Start
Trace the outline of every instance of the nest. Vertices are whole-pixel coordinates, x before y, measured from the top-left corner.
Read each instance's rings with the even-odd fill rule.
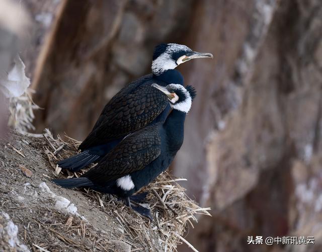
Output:
[[[34,91],[28,89],[22,96],[9,99],[10,116],[8,125],[22,134],[31,130],[35,130],[32,122],[35,119],[34,110],[40,108],[31,98]]]
[[[37,136],[33,135],[33,136]],[[47,143],[43,146],[44,152],[56,177],[78,177],[96,165],[93,164],[79,173],[62,171],[56,165],[57,161],[77,153],[80,142],[67,136],[65,140],[59,136],[55,139],[48,130],[45,130],[45,134],[38,136],[43,136],[46,139]],[[121,240],[131,245],[132,251],[139,250],[141,248],[136,246],[139,239],[138,243],[143,244],[144,249],[148,247],[149,250],[155,250],[156,242],[158,243],[157,247],[164,248],[164,251],[176,251],[177,245],[183,242],[193,250],[197,251],[183,235],[189,226],[193,228],[193,222],[197,222],[196,214],[210,215],[208,212],[210,208],[201,208],[189,198],[185,193],[185,189],[178,183],[178,181],[184,180],[186,180],[174,178],[165,172],[138,192],[138,193],[145,191],[149,193],[147,202],[153,216],[152,221],[125,207],[112,195],[90,189],[77,190],[82,191],[90,198],[107,216],[115,217],[119,228],[124,232],[124,235],[121,237],[116,237],[113,233],[109,235],[109,240],[104,241],[107,246],[104,247],[104,250],[110,250],[107,248],[110,241]],[[79,223],[84,225],[82,222],[80,221]],[[97,246],[95,247],[102,250],[102,242],[100,243],[97,243]]]

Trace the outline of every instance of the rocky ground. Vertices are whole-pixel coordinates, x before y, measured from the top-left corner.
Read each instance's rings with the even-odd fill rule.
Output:
[[[3,142],[0,250],[172,250],[198,208],[183,189],[166,175],[153,183],[148,195],[151,221],[112,196],[61,188],[50,181],[62,176],[55,160],[74,153],[74,143],[48,133],[33,137],[15,132]]]

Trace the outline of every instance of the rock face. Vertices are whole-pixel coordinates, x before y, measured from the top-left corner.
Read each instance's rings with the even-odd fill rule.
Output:
[[[260,2],[256,1],[253,13],[259,11]],[[246,245],[247,236],[254,235],[314,236],[314,246],[290,245],[285,249],[321,249],[322,6],[316,1],[294,4],[267,2],[265,11],[271,10],[272,19],[268,29],[262,28],[267,34],[261,35],[264,37],[255,47],[249,43],[256,39],[256,34],[245,37],[234,70],[222,80],[218,80],[220,73],[213,77],[218,82],[208,95],[208,103],[205,102],[208,109],[203,110],[209,116],[198,120],[190,117],[187,122],[194,128],[198,128],[196,122],[208,127],[198,132],[205,140],[200,134],[208,132],[206,144],[199,146],[205,149],[206,161],[202,158],[192,164],[203,175],[197,183],[200,189],[204,189],[200,187],[205,185],[201,181],[206,181],[200,194],[203,204],[213,210],[212,221],[201,218],[198,230],[188,239],[199,244],[200,251],[282,250],[278,246]],[[247,55],[253,54],[244,73],[240,63],[247,63]],[[221,67],[227,71],[227,61],[223,61],[226,63],[221,62]],[[234,102],[230,106],[225,105],[229,98]],[[212,108],[213,113],[208,112]],[[193,113],[201,115],[201,110]],[[212,134],[210,125],[215,129]],[[186,135],[194,141],[193,135]],[[198,142],[194,136],[194,142]],[[185,148],[187,153],[198,155],[189,144]],[[184,159],[177,159],[177,167]]]
[[[201,251],[322,250],[320,1],[63,4],[34,74],[39,131],[83,139],[159,42],[212,52],[179,67],[197,97],[173,171],[213,215],[187,239]],[[316,244],[246,245],[252,235]]]
[[[38,130],[84,139],[107,102],[149,71],[155,44],[178,39],[192,3],[62,3],[34,75],[34,99],[45,108],[36,114]]]

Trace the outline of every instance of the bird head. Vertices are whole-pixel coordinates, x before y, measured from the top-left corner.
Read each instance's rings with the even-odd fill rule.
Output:
[[[170,84],[162,87],[155,83],[151,86],[167,96],[172,108],[186,113],[190,110],[192,100],[196,95],[195,88],[191,86],[185,87],[180,84]]]
[[[184,45],[161,44],[154,48],[152,72],[158,75],[167,70],[175,69],[180,64],[190,59],[213,57],[211,53],[194,52]]]

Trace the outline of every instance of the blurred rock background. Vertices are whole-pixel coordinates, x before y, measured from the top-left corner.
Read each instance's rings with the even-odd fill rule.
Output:
[[[213,209],[187,239],[200,251],[322,251],[320,1],[17,2],[33,21],[21,56],[43,109],[37,132],[83,140],[149,72],[158,43],[211,52],[178,67],[198,96],[172,169]],[[249,235],[315,244],[250,245]]]

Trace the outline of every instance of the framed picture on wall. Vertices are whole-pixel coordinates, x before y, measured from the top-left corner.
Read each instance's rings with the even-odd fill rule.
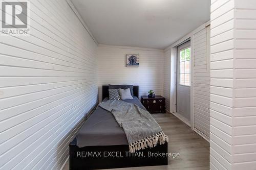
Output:
[[[138,54],[126,54],[126,67],[138,67],[139,62]]]

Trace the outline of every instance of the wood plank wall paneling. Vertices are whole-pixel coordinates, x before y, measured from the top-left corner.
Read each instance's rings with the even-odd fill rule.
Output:
[[[66,1],[30,3],[31,35],[0,38],[1,169],[59,169],[98,102],[94,40]]]
[[[207,29],[194,35],[194,128],[210,137],[210,70],[207,53]]]
[[[126,67],[126,54],[138,54],[139,67]],[[163,94],[164,53],[163,50],[99,45],[98,85],[99,101],[102,86],[133,84],[139,86],[139,95],[153,89],[156,95]]]
[[[164,51],[163,96],[165,98],[166,110],[170,112],[170,49]]]
[[[235,2],[234,170],[256,168],[256,2]]]
[[[234,2],[211,3],[210,167],[231,169]]]

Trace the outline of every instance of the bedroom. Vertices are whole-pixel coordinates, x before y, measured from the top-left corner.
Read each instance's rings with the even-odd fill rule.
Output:
[[[0,169],[256,169],[255,1],[0,6]]]

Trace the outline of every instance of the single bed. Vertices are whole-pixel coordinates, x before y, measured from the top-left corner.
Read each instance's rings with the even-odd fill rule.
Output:
[[[102,86],[102,99],[107,100],[108,86]],[[138,99],[139,87],[133,86],[134,99],[124,101],[145,110]],[[166,165],[167,143],[131,154],[123,129],[111,113],[97,107],[70,144],[70,169],[95,169]]]

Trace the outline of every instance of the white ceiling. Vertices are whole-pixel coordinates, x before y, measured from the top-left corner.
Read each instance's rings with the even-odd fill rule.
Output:
[[[72,0],[99,43],[163,49],[210,19],[210,0]]]

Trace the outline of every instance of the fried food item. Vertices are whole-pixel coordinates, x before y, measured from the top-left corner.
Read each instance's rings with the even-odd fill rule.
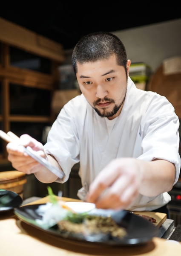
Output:
[[[140,215],[140,214],[136,214],[137,216],[140,216],[140,217],[142,217],[144,219],[147,220],[149,221],[150,222],[152,222],[153,223],[156,223],[156,220],[154,219],[152,217],[149,217],[149,216],[147,216],[147,215]]]
[[[121,239],[126,235],[125,229],[118,226],[110,217],[86,215],[80,223],[63,220],[59,221],[57,225],[61,231],[81,233],[84,236],[109,234],[112,237]]]

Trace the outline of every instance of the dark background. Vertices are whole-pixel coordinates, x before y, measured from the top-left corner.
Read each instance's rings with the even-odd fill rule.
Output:
[[[115,31],[181,17],[180,1],[78,1],[6,0],[0,17],[73,47],[83,35]]]

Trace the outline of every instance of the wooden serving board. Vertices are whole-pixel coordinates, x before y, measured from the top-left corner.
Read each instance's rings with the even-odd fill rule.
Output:
[[[153,223],[154,225],[159,227],[167,219],[167,214],[161,212],[134,212],[135,214],[139,214],[140,215],[147,215],[149,217],[154,218],[156,220],[156,223]]]
[[[32,202],[27,204],[46,204],[47,202],[49,202],[49,196],[38,199],[34,202]],[[61,199],[65,202],[82,202],[81,200],[78,199],[73,199],[68,198],[61,198]],[[139,214],[140,215],[147,215],[149,217],[153,217],[156,220],[156,223],[153,223],[154,225],[158,227],[160,227],[163,224],[167,219],[167,214],[166,213],[161,213],[161,212],[134,212],[135,214]]]

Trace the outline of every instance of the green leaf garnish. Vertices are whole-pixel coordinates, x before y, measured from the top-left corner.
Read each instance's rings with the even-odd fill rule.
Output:
[[[49,186],[47,186],[47,190],[48,194],[49,194],[49,195],[50,196],[50,202],[52,203],[53,204],[57,204],[58,201],[58,200],[57,198],[55,195],[53,193],[52,188]]]

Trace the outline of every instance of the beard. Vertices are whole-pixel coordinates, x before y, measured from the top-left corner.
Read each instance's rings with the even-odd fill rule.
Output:
[[[104,101],[106,102],[110,102],[114,103],[115,104],[115,106],[113,108],[112,110],[110,111],[107,111],[106,108],[102,108],[101,110],[102,111],[101,112],[98,108],[95,107],[95,106],[98,104],[100,102],[101,102],[102,100],[102,99],[99,99],[97,100],[94,102],[93,106],[92,108],[95,110],[95,111],[101,117],[112,117],[117,113],[119,109],[123,105],[124,103],[124,100],[126,98],[126,91],[125,92],[124,97],[122,98],[121,99],[121,103],[119,105],[116,104],[115,103],[115,101],[113,99],[109,99],[109,98],[107,98],[105,97],[103,98]]]

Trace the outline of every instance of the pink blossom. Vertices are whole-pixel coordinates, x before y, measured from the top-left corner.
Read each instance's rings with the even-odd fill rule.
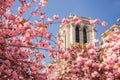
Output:
[[[36,0],[32,0],[32,2],[36,2]]]
[[[12,72],[12,75],[13,75],[13,78],[14,78],[15,80],[18,80],[18,74],[17,74],[16,71],[13,71],[13,72]]]
[[[90,19],[90,20],[89,20],[89,23],[90,23],[90,24],[94,24],[94,20],[93,20],[93,19]]]
[[[50,23],[50,24],[52,23],[52,19],[51,19],[51,18],[48,18],[47,21],[48,21],[48,23]]]
[[[101,23],[101,25],[102,25],[102,26],[107,26],[107,22],[103,21],[103,22]]]
[[[37,21],[37,20],[35,20],[35,21],[34,21],[34,24],[35,24],[35,26],[40,27],[40,26],[43,25],[43,22],[42,22],[42,21]]]
[[[54,19],[54,20],[58,20],[58,19],[59,19],[59,16],[58,16],[58,15],[54,15],[54,16],[53,16],[53,19]]]
[[[94,20],[94,24],[99,24],[100,23],[100,20],[99,19],[95,19]]]
[[[46,38],[50,40],[52,38],[52,34],[51,33],[46,33]]]
[[[36,12],[31,12],[31,15],[32,16],[37,16],[37,13]]]
[[[97,71],[94,71],[94,72],[91,74],[91,76],[92,76],[93,78],[99,77],[99,73],[98,73]]]
[[[50,57],[55,57],[55,56],[56,56],[56,53],[55,53],[55,52],[50,52],[50,53],[49,53],[49,56],[50,56]]]
[[[43,6],[43,7],[46,6],[47,2],[48,2],[48,0],[41,0],[42,6]]]
[[[70,20],[69,20],[68,18],[63,18],[63,19],[62,19],[62,23],[65,23],[65,24],[66,24],[66,23],[69,23],[69,22],[70,22]]]
[[[45,19],[45,18],[46,18],[46,14],[42,14],[42,15],[41,15],[41,18],[42,18],[42,19]]]

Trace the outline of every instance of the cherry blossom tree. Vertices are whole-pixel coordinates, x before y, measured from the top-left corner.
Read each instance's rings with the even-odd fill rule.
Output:
[[[22,6],[14,14],[11,7],[15,0],[0,0],[0,79],[46,80],[46,65],[42,62],[45,55],[40,50],[47,50],[51,57],[55,55],[50,44],[52,34],[47,32],[49,23],[37,20],[32,23],[22,16],[36,0],[19,1]],[[31,17],[41,15],[43,20],[42,7],[46,4],[47,0],[41,0]]]
[[[59,15],[44,20],[47,15],[42,12],[48,0],[40,0],[35,11],[31,11],[29,19],[23,17],[27,9],[36,0],[19,0],[22,4],[18,13],[12,12],[15,0],[0,0],[0,79],[1,80],[114,80],[120,77],[120,31],[106,38],[109,43],[96,46],[95,42],[79,47],[71,47],[66,51],[60,48],[62,40],[51,41],[53,34],[47,32],[50,24],[68,24],[69,18],[60,21]],[[40,15],[40,20],[30,18]],[[74,17],[75,24],[82,19]],[[57,21],[57,22],[55,22]],[[105,21],[89,20],[90,24],[106,26]],[[48,51],[55,58],[45,65],[46,56],[42,50]]]
[[[68,48],[49,64],[50,80],[119,80],[120,30],[105,38],[107,43],[96,46],[98,40],[83,46]]]

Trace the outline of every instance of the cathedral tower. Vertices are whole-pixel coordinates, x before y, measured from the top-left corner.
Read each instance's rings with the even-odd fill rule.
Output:
[[[57,39],[63,40],[61,48],[66,49],[72,45],[82,45],[90,43],[96,39],[96,28],[89,23],[90,18],[80,17],[82,22],[75,24],[74,17],[69,15],[70,23],[61,24],[57,33]]]

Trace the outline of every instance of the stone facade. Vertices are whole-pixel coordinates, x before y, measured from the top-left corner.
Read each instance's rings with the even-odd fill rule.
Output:
[[[96,27],[89,23],[90,18],[80,17],[82,22],[75,24],[73,18],[76,15],[69,15],[70,23],[61,24],[57,33],[57,39],[63,40],[61,48],[66,49],[72,45],[90,43],[96,39]]]
[[[120,24],[114,24],[112,25],[109,29],[107,29],[105,32],[103,32],[101,34],[101,44],[104,44],[106,43],[106,38],[109,36],[109,35],[112,35],[113,34],[113,30],[114,28],[118,28],[120,29]]]

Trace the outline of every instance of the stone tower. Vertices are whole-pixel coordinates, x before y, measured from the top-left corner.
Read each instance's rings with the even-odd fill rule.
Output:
End
» **WHAT TO WORK ON**: Convert the stretch of material above, from the line containing "Trace the outline of every instance of the bedroom." through the line containing "[[[0,169],[256,169],[255,1],[0,6]]]", into a JSON list of strings with one string per line, leaving out blank lines.

» **TASK OUTPUT**:
[
  "Trace the outline of every instance of the bedroom. Vertices are whole-pixel coordinates, x before y, measured from the top-left corner.",
  "Read each instance's rings with the even-odd fill rule.",
  "Output:",
  "[[[0,169],[256,169],[255,1],[0,6]]]"
]